# TASK GOAL:
From the passage about the SGT below, list every member of the board of selectmen named, including the first selectman.

# PASSAGE GIVEN:
The SGT is a planned, 25-mile continuous path designed for cyclists, walkers, and hikers. It is envisioned to, once completed, span five towns, with New Haven marking one end and Hammonasset State Park in Madison marking the other (though Clinton is now beginning work to extend the Madison trail further). The first section of the trail proposed in Guilford was 0.7 miles long and would have linked the East River Bridge to the junction of Boston Street and Route 1. The project was estimated to cost $840,055, and $875,000 had been secured in the form of state and federal grants to fund the project. However, the proposed section was hotly contested and the BOS officially voted “No” on the proposed section of trail on Jan. 17.
At the BOS meeting on Sept. 5, the board considered calling another informational meeting to discuss the SGT. There was no plan on the table or vote for any kind of approval, but a 2-2 split vote brought the motion down, closing the chance for another discussion. The agenda called for a discussion and possible action on calling a meeting for Sept. 19 to discuss the previously proposed section of the SGT.
Selectmen Cynthia Cartier and Gary MacElhiney voted “No” and Charles Havrda and First Selectman Joe Mazza voted “Yes,” splitting the vote and defeating the motion to call a meeting. Selectman Carl Balestracci was not present.
At the BOS meeting on Sept. 18, while the SGT was not a listed agenda item, resident Jennifer Scharf presented a petition signed by Sunrise development residents and residents who live in the East River area, calling for another meeting.
“We are residents of the Sunrise neighborhood who want a way to safely travel on foot or bike out of our neighborhood,” the petition read. “As you know the majority of our neighbors voted to support the SGT for this purpose. You voted not to approve the SGT plan in January 2017, but it was our understanding that you were going to look into modifying the design based on town feedback. We understand that there is a new design and we ask that you schedule a hearing to present it to the community. We are the people most directly affected by this proposal and we want a chance to review it.”
Selectmen said that it’s not a new design, but a potential new concept. At the Sept. 5 BOS meeting, Town Engineer Jim Portley said he had asked for the meeting to seek public input on some changes he was considering to the design, including moving the trail closer to the road to limit vegetation removal, decreasing the width down to eight feet, and changing the material to plain concrete so that the path looks more like a sidewalk.
Balestracci, who was not present at the Sept. 5 meeting, said he wanted to make his opinion known. While he said he’s in favor of more sidewalks around town, he’s not sure if a trail is the appropriate plan.
“I just don’t believe that any kind of a pathway with gravel or whatever would be beneficial,” he said. “But I do appreciate the fact that you need a safe sidewalk to get into town.”

# DATASET:
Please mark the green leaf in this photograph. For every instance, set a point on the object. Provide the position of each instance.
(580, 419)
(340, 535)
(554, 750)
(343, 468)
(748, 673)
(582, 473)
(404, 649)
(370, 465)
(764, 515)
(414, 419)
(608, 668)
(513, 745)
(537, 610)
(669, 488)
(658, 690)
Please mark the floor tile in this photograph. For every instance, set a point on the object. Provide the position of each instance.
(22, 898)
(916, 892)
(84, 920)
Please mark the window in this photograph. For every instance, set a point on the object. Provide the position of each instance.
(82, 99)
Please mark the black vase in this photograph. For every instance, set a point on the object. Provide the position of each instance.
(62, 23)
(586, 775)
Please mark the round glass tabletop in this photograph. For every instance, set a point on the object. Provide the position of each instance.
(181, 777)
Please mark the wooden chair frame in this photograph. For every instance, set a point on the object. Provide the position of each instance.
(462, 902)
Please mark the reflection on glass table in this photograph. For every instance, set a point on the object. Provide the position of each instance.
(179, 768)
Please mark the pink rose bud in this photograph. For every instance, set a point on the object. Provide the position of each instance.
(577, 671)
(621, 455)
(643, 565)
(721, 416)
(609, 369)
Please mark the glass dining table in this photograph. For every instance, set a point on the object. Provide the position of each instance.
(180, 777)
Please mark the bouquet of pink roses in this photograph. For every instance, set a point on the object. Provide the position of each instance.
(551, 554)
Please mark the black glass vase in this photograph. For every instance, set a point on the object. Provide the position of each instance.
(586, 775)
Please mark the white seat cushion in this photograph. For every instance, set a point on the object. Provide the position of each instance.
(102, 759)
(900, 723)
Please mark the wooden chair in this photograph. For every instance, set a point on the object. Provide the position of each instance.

# RESPONSE TO THIS TASK:
Cynthia Cartier, Gary MacElhiney, Charles Havrda, Joe Mazza (First Selectman), Carl Balestracci